**Work item:** Keep only the lines of the listing that include the word "below", and copy them.
********
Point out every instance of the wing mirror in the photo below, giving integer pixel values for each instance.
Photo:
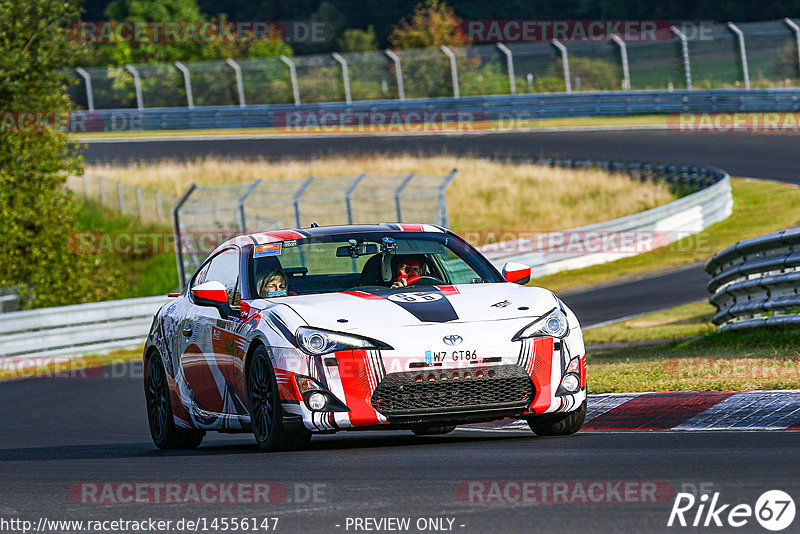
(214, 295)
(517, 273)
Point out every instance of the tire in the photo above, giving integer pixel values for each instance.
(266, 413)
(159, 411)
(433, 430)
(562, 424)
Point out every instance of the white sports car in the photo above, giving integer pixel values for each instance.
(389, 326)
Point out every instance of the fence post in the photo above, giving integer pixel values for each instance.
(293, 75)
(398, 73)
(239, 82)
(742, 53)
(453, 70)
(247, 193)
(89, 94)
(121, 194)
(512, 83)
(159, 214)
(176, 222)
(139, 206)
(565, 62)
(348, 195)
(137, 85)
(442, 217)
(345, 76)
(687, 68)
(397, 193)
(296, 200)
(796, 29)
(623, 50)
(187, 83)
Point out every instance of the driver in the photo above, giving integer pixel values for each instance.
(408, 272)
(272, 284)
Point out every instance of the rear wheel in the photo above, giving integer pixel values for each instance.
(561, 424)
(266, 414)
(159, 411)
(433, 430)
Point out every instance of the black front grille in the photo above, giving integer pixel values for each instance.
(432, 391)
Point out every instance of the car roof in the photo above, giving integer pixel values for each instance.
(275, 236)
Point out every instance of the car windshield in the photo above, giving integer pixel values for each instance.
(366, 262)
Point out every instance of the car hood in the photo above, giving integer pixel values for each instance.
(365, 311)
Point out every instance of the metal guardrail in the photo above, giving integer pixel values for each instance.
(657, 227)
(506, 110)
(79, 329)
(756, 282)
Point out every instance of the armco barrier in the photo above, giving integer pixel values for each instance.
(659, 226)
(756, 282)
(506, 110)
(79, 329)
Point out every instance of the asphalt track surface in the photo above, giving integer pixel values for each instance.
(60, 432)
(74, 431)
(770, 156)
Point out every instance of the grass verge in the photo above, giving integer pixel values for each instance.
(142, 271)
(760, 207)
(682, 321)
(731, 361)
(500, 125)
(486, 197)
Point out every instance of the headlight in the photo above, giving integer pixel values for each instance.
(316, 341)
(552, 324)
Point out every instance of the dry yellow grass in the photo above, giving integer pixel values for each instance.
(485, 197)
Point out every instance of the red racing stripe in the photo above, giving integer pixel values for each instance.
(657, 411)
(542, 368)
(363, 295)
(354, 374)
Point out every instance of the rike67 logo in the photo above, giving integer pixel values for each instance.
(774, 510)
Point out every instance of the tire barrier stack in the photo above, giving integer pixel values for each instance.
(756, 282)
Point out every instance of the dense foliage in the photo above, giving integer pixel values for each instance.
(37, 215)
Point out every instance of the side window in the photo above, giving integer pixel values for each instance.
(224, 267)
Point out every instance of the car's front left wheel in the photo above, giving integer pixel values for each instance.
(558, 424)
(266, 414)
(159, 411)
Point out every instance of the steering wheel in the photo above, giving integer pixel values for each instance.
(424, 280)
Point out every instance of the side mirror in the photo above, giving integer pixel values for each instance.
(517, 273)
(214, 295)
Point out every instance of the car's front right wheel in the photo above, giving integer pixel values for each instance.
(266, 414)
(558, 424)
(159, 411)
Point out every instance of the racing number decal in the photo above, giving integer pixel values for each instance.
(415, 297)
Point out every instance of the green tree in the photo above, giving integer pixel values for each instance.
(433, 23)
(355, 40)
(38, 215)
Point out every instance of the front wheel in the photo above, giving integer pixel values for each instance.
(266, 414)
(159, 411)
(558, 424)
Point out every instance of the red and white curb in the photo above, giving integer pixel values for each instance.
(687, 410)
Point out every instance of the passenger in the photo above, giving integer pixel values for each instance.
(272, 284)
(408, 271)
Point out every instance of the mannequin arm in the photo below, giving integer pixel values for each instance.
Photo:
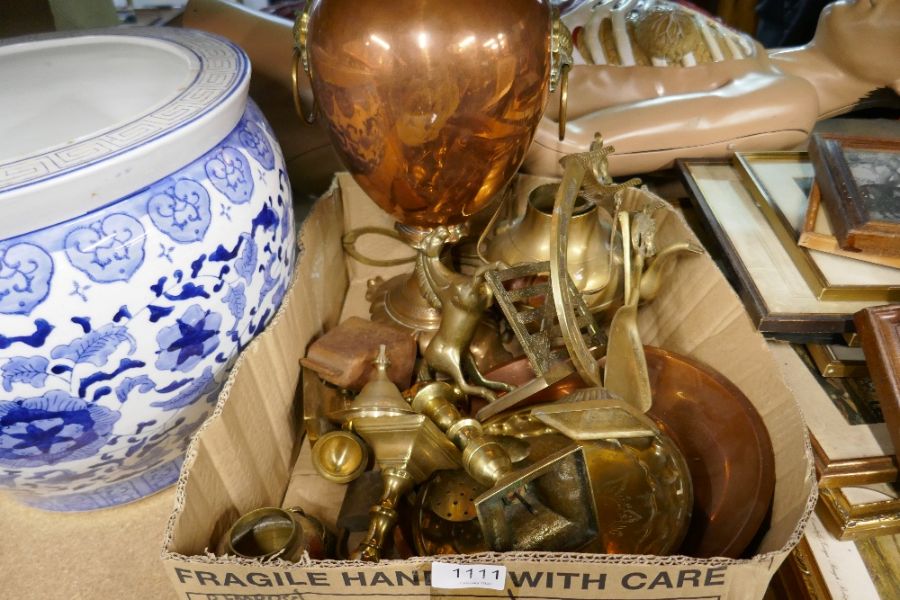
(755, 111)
********
**Written answer:**
Point out every instance of the wing mirror in the photo below, giving integer pixel values for each instance.
Point out every instance of the mannequin arm in the photo below, giving integer pixel values for each instance.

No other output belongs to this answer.